Stored dataset items:
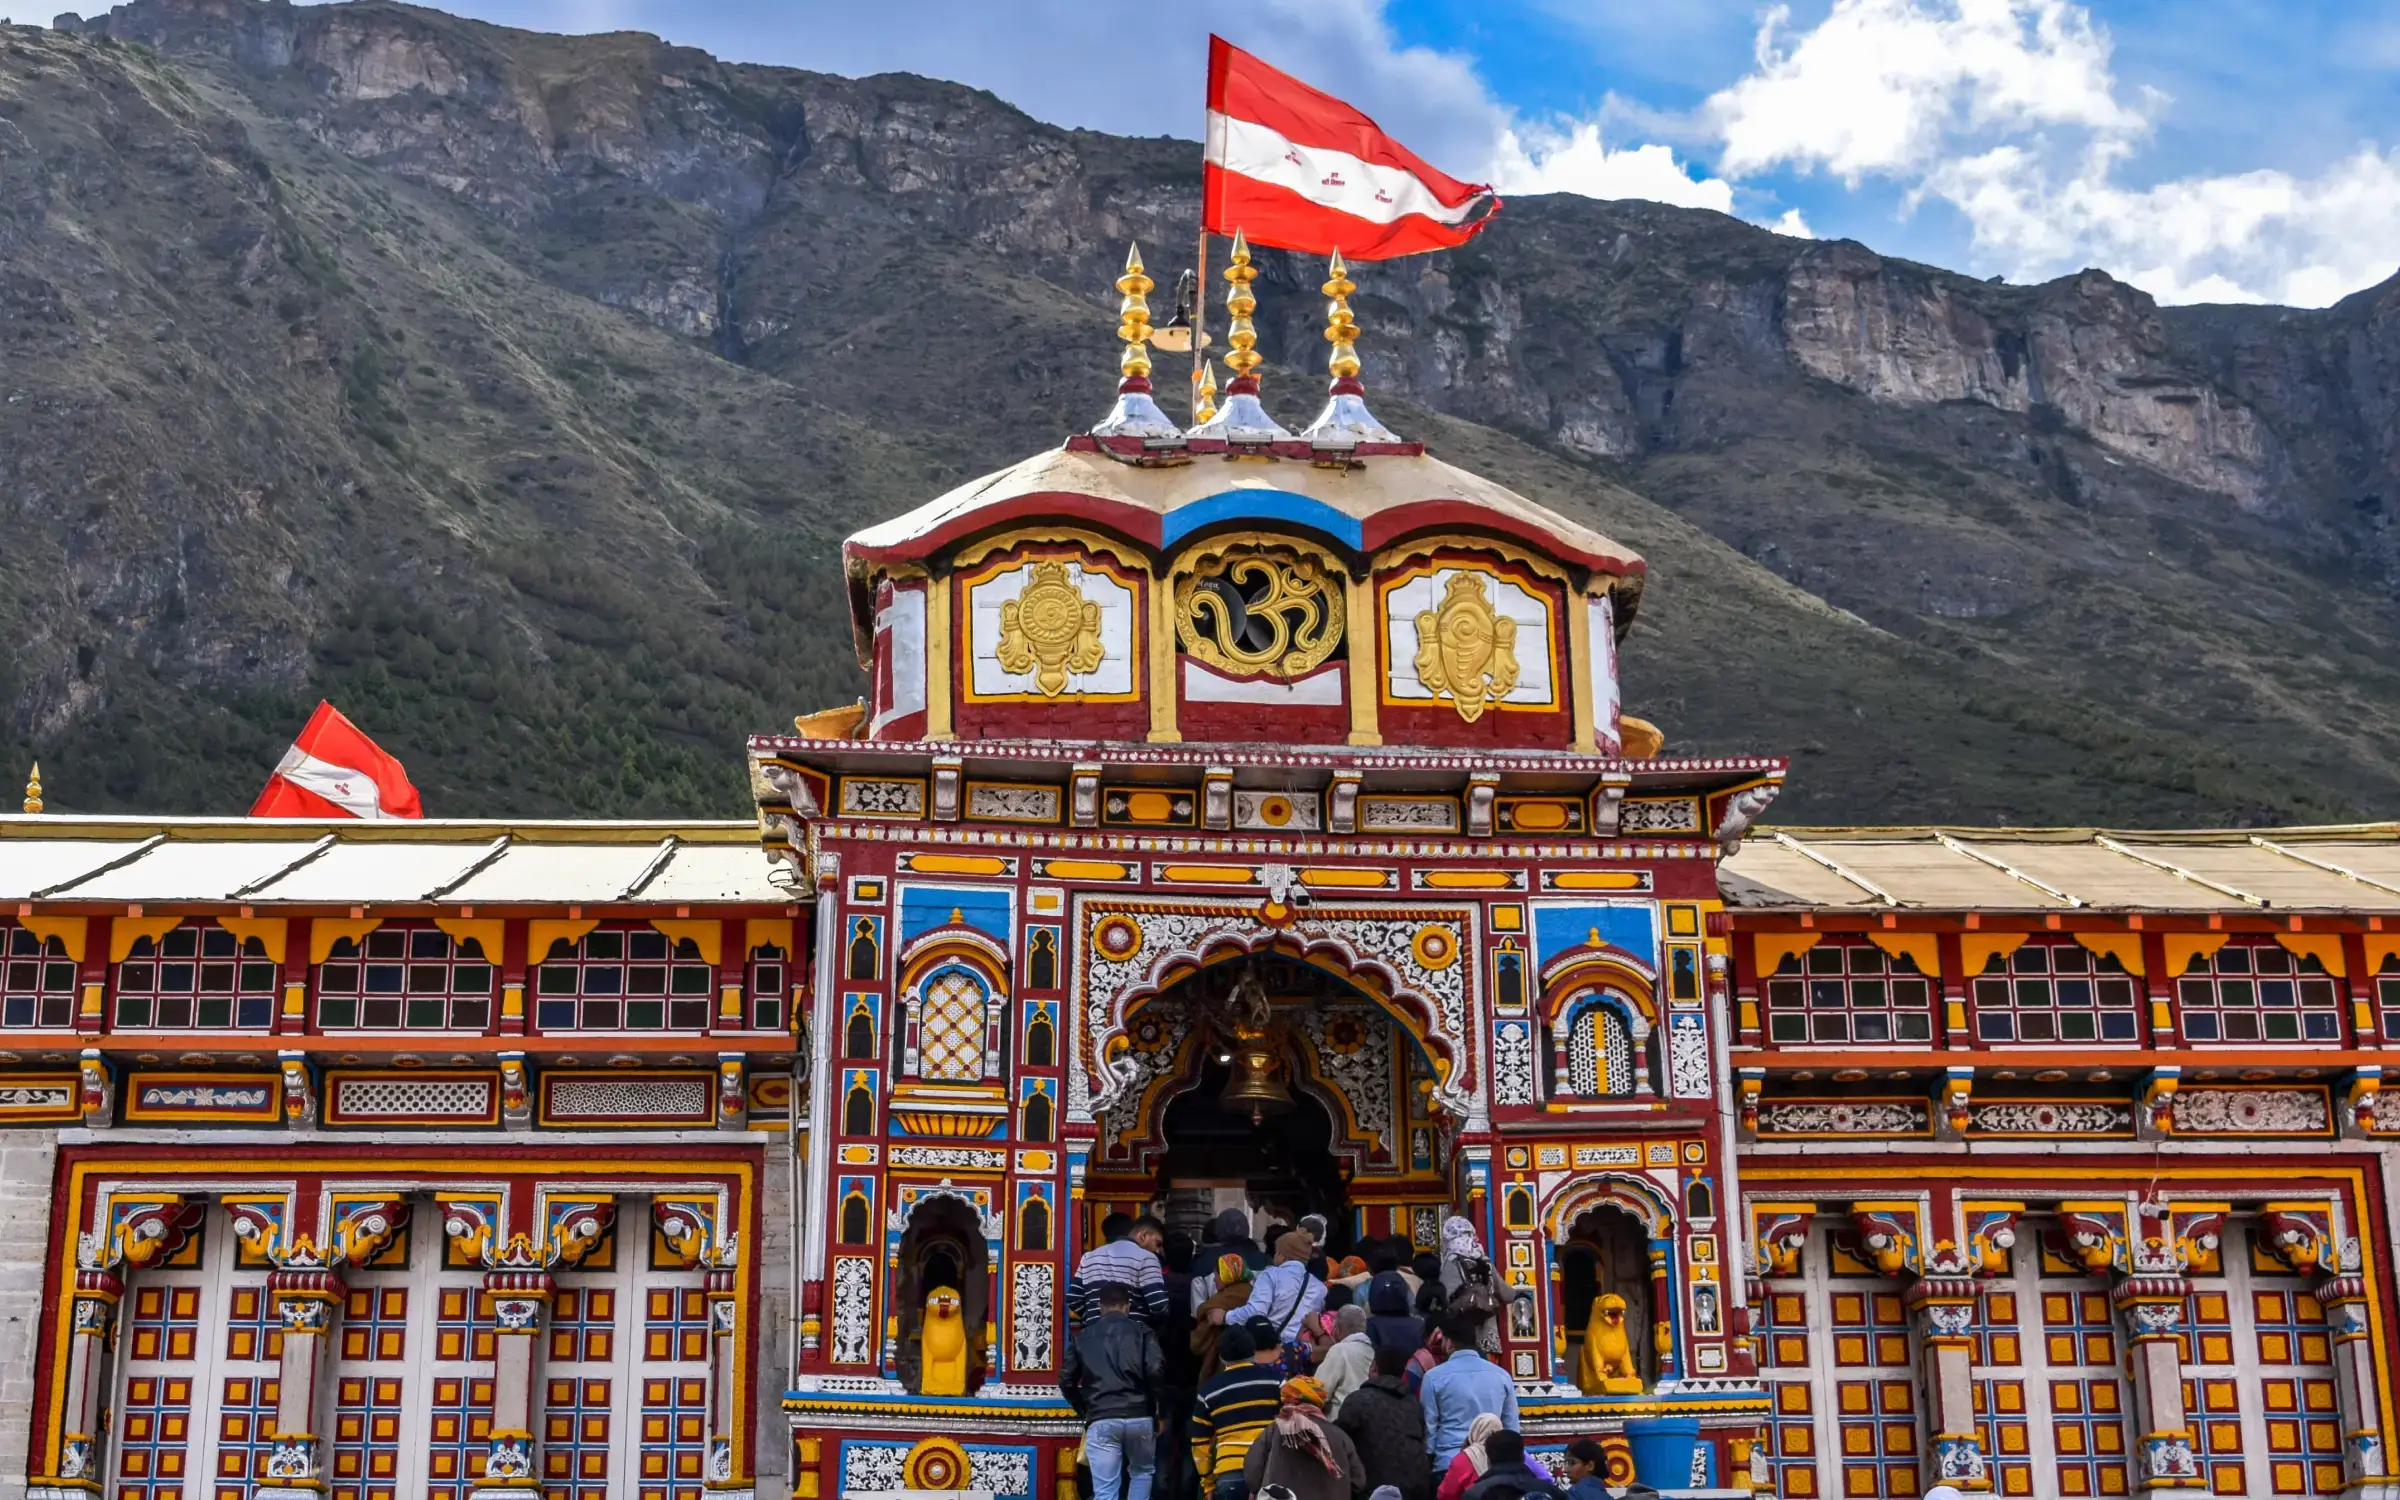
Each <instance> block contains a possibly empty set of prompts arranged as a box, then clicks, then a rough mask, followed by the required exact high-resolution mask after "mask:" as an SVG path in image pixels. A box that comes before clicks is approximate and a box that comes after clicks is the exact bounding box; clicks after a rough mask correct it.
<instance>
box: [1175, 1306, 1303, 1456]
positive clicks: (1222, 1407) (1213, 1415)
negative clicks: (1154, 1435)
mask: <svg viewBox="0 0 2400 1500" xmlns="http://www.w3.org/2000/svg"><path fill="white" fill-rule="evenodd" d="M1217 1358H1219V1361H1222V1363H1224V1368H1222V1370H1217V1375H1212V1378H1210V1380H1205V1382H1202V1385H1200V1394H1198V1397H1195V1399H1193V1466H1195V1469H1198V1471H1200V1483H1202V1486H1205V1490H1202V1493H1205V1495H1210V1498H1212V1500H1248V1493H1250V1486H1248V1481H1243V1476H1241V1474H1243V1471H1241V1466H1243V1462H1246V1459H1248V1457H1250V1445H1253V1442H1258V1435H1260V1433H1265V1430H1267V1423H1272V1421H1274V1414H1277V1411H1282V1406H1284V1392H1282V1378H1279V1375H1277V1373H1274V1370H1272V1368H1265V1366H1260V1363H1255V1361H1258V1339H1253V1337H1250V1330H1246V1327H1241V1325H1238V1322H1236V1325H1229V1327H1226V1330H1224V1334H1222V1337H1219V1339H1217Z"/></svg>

...

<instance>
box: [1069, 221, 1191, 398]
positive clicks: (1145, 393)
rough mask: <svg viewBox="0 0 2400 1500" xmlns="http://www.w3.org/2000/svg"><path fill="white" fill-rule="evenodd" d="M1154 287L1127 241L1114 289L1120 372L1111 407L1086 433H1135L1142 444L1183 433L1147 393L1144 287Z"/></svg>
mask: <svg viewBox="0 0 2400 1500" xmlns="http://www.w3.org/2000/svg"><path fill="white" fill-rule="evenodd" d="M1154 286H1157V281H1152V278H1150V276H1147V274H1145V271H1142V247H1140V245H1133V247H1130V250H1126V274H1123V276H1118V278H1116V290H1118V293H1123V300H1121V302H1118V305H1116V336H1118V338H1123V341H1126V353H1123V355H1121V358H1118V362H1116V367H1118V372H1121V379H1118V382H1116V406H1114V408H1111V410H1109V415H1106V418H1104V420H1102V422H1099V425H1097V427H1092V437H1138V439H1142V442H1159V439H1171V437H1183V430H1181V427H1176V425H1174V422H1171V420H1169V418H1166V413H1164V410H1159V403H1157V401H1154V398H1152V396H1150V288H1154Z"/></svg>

The problem:
Lines holding the word "positive" should be copied from the entries above.

Result:
positive clicks: (1222, 1407) (1213, 1415)
positive clicks: (1145, 393)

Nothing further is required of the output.